__GIVEN DATA__:
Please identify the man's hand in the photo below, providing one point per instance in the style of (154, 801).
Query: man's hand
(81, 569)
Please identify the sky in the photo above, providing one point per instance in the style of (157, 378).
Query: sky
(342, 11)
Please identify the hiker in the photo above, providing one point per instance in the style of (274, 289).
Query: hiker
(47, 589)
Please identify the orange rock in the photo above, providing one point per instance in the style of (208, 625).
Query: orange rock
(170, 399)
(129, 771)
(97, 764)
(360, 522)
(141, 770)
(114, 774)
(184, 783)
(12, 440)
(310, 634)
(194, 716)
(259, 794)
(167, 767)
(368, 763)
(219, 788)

__GIVEN PROBLEM__: Reproduce the entire listing above, requests included, and shift each point coordinate in the answers by adding 93 to both numbers. Leave the numbers in the requests and their sample points unchanged.

__RESULT BELOW__:
Please identify the man's hand in the photo below, providing one point per instance in the style of (154, 801).
Query: man's hand
(174, 662)
Please identify the sky in the photo above, providing one point per instance in the style of (157, 378).
Query: sky
(435, 104)
Please identify the hiker in the photo above, providing one point per instance in the style of (274, 289).
Query: hiker
(140, 682)
Please identify the orange rock in the photo above, providing one point per instance in the style of (208, 625).
Query: orange rock
(263, 492)
(222, 864)
(190, 857)
(453, 615)
(234, 863)
(207, 867)
(277, 876)
(105, 533)
(403, 727)
(287, 809)
(352, 887)
(260, 860)
(461, 856)
(312, 881)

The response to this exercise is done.